● **WORK REQUIRED**
The required output is the line that contains "and red coach" plus every line after it in the listing below, copied exactly as it appears.

****

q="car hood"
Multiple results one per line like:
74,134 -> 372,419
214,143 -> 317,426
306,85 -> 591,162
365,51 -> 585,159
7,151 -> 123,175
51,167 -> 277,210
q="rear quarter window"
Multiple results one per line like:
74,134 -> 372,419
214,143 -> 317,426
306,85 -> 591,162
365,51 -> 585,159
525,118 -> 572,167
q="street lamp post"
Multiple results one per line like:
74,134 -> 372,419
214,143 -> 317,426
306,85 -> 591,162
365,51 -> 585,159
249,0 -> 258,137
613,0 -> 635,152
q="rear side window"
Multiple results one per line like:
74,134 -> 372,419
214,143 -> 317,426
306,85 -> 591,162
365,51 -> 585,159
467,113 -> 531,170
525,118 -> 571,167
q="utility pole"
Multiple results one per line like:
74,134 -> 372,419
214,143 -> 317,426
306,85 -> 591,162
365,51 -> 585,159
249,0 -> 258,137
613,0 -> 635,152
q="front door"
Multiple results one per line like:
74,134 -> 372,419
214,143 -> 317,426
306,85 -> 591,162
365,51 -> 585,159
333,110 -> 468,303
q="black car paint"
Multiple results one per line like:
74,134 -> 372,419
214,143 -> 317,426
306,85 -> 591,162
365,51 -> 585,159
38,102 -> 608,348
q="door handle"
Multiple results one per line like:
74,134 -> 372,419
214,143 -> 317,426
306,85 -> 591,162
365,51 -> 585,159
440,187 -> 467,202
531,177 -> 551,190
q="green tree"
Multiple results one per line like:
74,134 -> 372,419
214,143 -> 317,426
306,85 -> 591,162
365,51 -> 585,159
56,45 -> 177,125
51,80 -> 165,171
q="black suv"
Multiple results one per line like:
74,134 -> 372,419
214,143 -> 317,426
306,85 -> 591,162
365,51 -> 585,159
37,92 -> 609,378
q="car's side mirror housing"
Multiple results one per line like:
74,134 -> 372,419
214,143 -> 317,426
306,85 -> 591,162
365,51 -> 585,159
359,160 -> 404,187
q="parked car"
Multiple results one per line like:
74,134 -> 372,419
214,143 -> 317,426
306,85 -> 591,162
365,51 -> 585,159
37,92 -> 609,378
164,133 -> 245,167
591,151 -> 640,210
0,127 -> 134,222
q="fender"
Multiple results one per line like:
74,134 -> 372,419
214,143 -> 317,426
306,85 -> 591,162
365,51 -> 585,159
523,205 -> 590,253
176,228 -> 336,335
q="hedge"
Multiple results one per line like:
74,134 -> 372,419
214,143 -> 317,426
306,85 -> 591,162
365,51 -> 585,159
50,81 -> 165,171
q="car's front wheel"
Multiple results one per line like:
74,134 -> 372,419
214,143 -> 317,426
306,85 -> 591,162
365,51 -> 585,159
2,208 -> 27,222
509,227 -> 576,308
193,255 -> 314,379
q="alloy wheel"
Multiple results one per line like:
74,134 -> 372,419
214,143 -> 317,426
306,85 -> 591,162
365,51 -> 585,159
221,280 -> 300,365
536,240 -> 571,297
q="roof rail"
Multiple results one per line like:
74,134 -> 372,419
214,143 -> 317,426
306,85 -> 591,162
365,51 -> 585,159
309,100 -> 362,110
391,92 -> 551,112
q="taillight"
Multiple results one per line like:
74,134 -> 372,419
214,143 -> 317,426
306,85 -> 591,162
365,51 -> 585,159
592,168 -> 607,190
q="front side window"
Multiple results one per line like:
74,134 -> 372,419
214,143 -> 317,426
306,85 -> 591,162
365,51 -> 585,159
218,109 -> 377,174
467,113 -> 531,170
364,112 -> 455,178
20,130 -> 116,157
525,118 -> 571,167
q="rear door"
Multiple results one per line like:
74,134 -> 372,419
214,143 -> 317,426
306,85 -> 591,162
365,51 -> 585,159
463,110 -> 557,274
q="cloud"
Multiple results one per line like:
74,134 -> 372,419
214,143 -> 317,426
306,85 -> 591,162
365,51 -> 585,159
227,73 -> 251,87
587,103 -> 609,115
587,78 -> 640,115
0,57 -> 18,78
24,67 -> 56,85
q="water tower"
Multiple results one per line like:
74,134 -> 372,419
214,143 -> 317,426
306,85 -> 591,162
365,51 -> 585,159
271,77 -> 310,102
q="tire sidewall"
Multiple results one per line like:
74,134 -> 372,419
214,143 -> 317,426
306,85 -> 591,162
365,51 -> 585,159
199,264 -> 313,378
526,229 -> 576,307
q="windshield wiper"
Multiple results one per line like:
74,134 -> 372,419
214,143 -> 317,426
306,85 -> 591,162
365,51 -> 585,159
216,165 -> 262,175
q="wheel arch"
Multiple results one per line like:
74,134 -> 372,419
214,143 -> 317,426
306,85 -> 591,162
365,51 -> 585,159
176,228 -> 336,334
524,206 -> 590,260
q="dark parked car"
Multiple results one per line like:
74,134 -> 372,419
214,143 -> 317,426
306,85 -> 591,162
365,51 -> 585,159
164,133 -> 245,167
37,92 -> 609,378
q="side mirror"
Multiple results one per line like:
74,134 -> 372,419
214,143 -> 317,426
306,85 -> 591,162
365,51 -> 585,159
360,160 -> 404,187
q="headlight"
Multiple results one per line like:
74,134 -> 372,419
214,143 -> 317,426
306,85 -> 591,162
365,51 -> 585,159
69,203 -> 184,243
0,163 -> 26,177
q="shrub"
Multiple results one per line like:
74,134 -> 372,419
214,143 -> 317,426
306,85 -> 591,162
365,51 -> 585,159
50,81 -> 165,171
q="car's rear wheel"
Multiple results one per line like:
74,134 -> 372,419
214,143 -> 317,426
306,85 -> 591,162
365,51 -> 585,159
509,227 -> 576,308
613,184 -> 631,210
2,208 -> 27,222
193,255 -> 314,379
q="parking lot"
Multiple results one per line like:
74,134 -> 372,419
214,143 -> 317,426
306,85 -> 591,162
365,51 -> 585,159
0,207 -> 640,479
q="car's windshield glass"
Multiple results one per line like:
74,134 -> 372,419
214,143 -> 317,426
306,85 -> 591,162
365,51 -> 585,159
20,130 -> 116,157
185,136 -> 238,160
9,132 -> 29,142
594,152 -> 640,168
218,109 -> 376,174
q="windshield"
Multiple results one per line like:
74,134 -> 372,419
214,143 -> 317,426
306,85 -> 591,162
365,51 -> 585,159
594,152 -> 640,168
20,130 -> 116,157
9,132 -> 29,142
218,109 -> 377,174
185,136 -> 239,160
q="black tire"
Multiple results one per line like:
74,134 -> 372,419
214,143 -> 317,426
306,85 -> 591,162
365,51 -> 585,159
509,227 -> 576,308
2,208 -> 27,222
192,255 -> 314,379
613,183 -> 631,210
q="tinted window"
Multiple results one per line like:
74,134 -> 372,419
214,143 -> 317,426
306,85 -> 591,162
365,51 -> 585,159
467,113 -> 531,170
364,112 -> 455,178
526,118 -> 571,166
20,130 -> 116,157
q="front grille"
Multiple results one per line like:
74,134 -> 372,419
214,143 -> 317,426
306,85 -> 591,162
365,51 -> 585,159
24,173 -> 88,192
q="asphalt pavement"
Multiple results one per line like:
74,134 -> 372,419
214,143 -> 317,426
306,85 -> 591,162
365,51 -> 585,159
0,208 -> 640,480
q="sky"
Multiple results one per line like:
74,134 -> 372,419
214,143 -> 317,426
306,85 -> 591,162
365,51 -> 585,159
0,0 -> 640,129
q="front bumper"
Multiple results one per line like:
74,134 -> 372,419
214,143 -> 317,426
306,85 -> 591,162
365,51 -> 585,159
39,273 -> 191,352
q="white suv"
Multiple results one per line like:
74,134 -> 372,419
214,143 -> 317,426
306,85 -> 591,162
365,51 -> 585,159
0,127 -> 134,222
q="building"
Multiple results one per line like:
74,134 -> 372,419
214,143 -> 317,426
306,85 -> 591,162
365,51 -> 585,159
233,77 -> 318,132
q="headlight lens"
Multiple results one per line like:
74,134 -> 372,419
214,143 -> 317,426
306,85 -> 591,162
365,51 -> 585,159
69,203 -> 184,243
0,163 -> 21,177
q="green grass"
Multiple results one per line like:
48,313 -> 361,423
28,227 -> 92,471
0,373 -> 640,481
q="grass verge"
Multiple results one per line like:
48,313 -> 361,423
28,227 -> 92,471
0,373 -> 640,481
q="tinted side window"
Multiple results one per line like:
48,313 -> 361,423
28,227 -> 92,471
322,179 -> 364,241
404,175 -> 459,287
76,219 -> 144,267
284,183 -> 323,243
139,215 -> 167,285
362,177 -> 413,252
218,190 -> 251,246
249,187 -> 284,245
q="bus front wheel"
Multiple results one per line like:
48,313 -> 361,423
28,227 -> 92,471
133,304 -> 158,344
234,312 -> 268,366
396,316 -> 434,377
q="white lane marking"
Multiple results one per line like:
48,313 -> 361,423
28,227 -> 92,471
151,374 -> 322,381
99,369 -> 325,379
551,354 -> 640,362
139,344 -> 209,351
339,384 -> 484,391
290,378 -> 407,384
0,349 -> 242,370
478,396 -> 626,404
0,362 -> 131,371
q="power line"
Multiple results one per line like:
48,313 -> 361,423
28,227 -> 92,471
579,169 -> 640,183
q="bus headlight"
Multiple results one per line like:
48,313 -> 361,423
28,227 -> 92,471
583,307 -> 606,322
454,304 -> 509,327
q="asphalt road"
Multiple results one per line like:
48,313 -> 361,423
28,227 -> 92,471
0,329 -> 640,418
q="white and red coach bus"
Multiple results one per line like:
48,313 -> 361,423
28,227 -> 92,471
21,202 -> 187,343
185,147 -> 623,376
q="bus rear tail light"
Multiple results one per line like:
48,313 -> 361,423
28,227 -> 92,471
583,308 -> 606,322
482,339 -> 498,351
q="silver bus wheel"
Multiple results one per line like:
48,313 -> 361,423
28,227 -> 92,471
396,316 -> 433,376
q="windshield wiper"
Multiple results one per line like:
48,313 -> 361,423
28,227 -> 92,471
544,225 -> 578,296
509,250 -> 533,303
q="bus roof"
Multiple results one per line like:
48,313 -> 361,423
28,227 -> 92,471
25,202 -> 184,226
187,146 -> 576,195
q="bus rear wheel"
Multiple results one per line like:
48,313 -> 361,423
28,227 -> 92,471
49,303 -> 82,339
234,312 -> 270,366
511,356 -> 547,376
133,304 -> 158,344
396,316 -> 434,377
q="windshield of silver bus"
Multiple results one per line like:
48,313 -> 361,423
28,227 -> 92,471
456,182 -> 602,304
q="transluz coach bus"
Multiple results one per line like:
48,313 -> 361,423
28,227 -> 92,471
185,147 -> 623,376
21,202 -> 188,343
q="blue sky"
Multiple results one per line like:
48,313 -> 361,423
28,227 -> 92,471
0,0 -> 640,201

****

● **RESULT BELOW**
q="white and red coach bus"
Multiple results one per line like:
48,313 -> 361,423
28,227 -> 92,471
21,202 -> 187,343
185,147 -> 623,376
q="bus rear tail light"
Multiple results one per line like:
48,313 -> 361,423
28,227 -> 92,471
583,308 -> 606,322
482,339 -> 498,351
q="silver bus wheel"
Multiple results one per line like:
48,313 -> 361,423
28,227 -> 92,471
396,316 -> 433,376
q="windshield wiper"
Multiple results one per line like:
48,313 -> 361,423
28,227 -> 92,471
544,225 -> 578,296
509,250 -> 533,303
q="bus roof"
Multiple results one per line like:
48,313 -> 361,423
28,227 -> 92,471
25,202 -> 184,226
187,146 -> 576,195
q="bus rear wheel"
Multiple results one per line like:
48,313 -> 361,423
28,227 -> 92,471
49,303 -> 82,339
234,312 -> 270,366
511,356 -> 547,376
133,304 -> 158,344
396,316 -> 434,377
q="windshield of silver bus"
Multiple results one per line like:
48,313 -> 361,423
28,227 -> 92,471
456,182 -> 602,304
q="transluz coach bus"
Multiple results one per line like:
48,313 -> 361,423
28,227 -> 92,471
185,147 -> 623,376
21,202 -> 188,343
q="blue sky"
Multiple results one per line like:
48,313 -> 361,423
28,227 -> 92,471
0,0 -> 640,201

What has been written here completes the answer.